(Assigned task 1)
According to the fingerprint-matching text, how much compute time does comparing two templates take?
(Assigned task 2)
From the fingerprint-matching text, reproduce the part that begins with "Comparing two templates" and ends with "own text file.".

(Text passage)

----

Comparing two templates takes around one second of compute time and, for purposes of scaling, the CLI call can be handled by other software tools such as R, Python and C++ as an embarrassingly parallel workload.
The core function requires that each template is stored in a single line of its own text file.
From version 0.3, the following options are available
-p
Treats TEMPLATE_ONE and TEMPLATE_TWO as plain text rather than file This option is very useful for scripted analysis from R or python
Example [templates truncated]
keppel match -p 464d520020323000000001080000013c016200c500c5... 464d520020323000000000f00000013c016200c500c...
-ms
Return whether templates match along with score like "match_210.124"
-m
Return whether templates match (either "match" or "mismatch")
-t FLOAT
Threshold (score) to be used to determine whether templates are a match or mismatch
-h, --help Show this message and exit`
Real world tests
We're currently in process of doing a formal evaluation of how well this system works for linking data from different time points across a longitudinal survey. Hopefully we'll be publishing this in the next few months, but here's a sneak peak of the results.
In this study we asked 200 people to scan each finger of their right hand twice. This allows us to compare the first and second scan to see how the system performs. It also allows us to test fingers from person A to fingers from person B. Overall that makes it possible for us to investigate how often we'll see false positive matches (in the mismatched pairs) and false negative results (in the matched pairs).
Key finding 1 is that the quality of the match goes down as you move along the hand. Matched pairs of scans from the thumb perform best, whilst the ones from the pinkie are the worst. In short, if you scan any finger, it may be best to choose the thumb.

----

Stored records

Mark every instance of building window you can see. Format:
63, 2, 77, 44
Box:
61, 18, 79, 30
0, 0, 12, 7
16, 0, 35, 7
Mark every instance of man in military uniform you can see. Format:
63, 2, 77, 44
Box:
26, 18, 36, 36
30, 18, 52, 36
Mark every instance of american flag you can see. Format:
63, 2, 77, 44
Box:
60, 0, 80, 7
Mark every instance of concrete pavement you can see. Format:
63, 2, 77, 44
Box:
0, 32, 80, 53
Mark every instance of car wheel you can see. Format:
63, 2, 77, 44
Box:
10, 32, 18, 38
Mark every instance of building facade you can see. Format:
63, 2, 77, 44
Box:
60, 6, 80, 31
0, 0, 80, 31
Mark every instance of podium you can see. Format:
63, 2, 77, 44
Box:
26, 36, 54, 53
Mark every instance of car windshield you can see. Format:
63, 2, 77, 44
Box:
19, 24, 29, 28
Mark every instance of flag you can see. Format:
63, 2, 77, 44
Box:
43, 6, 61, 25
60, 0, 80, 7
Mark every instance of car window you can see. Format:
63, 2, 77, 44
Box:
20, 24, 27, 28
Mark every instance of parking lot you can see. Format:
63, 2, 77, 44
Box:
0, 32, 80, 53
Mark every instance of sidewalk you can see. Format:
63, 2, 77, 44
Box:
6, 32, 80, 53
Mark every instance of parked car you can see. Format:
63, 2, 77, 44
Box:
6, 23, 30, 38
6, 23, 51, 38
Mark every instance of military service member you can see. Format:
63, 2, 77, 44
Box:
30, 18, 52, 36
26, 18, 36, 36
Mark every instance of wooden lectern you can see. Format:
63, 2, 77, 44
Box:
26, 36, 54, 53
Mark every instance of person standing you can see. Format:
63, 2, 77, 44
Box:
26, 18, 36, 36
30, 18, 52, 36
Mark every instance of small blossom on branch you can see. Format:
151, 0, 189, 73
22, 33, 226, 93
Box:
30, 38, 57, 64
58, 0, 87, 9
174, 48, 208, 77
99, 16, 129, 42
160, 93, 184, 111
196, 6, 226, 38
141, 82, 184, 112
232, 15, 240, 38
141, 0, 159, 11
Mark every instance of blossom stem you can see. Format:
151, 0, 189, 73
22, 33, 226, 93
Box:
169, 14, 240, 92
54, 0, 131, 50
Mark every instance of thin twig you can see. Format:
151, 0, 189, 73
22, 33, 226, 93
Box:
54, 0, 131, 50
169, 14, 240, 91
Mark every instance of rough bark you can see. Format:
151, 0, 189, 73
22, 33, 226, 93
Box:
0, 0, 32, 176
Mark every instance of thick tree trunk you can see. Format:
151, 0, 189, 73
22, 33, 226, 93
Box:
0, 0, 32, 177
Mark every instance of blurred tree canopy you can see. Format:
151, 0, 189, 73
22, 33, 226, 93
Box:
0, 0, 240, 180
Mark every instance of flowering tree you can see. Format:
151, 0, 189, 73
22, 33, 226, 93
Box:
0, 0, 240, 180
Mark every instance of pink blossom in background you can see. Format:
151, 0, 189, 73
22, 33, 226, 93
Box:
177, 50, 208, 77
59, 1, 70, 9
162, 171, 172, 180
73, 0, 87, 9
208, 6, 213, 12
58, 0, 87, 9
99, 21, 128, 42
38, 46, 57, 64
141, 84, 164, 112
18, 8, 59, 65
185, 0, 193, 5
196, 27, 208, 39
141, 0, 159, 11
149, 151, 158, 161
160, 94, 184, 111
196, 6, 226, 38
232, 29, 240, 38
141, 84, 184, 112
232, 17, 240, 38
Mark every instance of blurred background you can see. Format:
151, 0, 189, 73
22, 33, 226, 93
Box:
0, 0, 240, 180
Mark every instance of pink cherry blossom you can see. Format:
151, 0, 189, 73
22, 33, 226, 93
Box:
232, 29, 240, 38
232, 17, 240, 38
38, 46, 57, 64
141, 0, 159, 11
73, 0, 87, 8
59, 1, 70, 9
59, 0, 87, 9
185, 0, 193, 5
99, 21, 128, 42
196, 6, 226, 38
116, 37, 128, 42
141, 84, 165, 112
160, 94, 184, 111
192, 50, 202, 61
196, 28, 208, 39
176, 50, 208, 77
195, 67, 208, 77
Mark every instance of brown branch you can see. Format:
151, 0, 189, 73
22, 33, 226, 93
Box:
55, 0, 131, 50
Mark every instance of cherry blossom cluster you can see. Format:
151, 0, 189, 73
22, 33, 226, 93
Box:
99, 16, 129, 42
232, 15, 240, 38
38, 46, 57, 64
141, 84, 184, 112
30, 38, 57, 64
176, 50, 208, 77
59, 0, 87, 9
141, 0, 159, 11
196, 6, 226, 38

----

(Written solution 1)
Around one second.

(Written solution 2)
Comparing two templates takes around one second of compute time and, for purposes of scaling, the CLI call can be handled by other software tools such as R, Python and C++ as an embarrassingly parallel workload.
The core function requires that each template is stored in a single line of its own text file.